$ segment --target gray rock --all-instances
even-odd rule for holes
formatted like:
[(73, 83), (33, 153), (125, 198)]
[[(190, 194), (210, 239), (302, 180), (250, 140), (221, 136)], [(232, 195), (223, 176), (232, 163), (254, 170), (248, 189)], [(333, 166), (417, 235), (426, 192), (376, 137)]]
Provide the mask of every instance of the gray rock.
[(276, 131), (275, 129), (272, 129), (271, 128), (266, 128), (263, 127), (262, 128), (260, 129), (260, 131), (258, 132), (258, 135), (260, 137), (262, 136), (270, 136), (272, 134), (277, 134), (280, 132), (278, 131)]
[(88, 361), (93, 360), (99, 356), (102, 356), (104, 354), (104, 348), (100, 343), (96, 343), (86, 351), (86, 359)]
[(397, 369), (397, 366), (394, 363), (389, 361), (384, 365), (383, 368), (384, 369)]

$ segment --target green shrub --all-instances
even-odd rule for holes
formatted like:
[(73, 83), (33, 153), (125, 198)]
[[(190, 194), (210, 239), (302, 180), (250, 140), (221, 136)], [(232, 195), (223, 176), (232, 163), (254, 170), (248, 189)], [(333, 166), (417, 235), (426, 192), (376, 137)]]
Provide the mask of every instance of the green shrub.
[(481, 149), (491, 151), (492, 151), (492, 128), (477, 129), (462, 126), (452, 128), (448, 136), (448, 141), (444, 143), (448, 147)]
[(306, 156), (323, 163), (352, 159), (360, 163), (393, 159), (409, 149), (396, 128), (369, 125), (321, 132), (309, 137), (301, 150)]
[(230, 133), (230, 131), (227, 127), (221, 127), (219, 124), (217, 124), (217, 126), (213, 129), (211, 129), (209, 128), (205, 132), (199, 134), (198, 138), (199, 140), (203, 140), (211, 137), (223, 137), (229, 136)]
++++++++++
* GIVEN INSTRUCTION
Write out every line of the records above again, including the requests, but multiply each coordinate in the answers by 0.4 and round it to a whole number, with halves rounding up. Leave the requests and their format samples unchanged.

* TASK ANSWER
$ segment --target gray rock --all-instances
even-odd rule for holes
formatted like:
[(73, 83), (33, 153), (125, 198)]
[[(190, 194), (210, 239), (302, 180), (250, 140), (221, 136)], [(232, 195), (223, 176), (232, 163), (254, 170), (248, 189)], [(333, 166), (417, 235), (426, 192), (376, 137)]]
Provide the mask of every instance of the gray rock.
[(110, 52), (110, 52), (109, 52), (108, 51), (106, 51), (105, 51), (105, 51), (104, 52), (104, 52), (103, 53), (103, 54), (104, 55), (105, 54), (108, 54), (109, 54), (111, 54), (112, 53), (111, 52)]
[(35, 144), (37, 144), (40, 142), (41, 142), (42, 142), (42, 139), (40, 137), (38, 137), (34, 140), (34, 144)]
[(159, 148), (159, 146), (158, 145), (156, 144), (154, 146), (153, 147), (154, 148)]

$ segment --target green shrub --all-instances
even-odd rule for holes
formatted like:
[(73, 83), (33, 153), (125, 198)]
[[(190, 194), (210, 239), (302, 180), (250, 140), (221, 136)], [(232, 195), (223, 176), (232, 163), (254, 170), (248, 189)], [(333, 166), (417, 235), (426, 192), (376, 137)]]
Provide the mask of every instance of the green shrub.
[(192, 60), (196, 60), (197, 60), (197, 51), (191, 52), (185, 50), (181, 51), (179, 54), (179, 56), (178, 57), (179, 59)]
[(122, 62), (129, 65), (141, 64), (144, 65), (157, 64), (164, 60), (158, 51), (148, 50), (128, 53), (124, 55), (120, 60)]
[(92, 53), (92, 52), (91, 51), (88, 51), (88, 50), (87, 50), (87, 50), (85, 52), (84, 52), (84, 51), (82, 53), (80, 54), (79, 55), (80, 56), (81, 56), (84, 55), (89, 55), (92, 54)]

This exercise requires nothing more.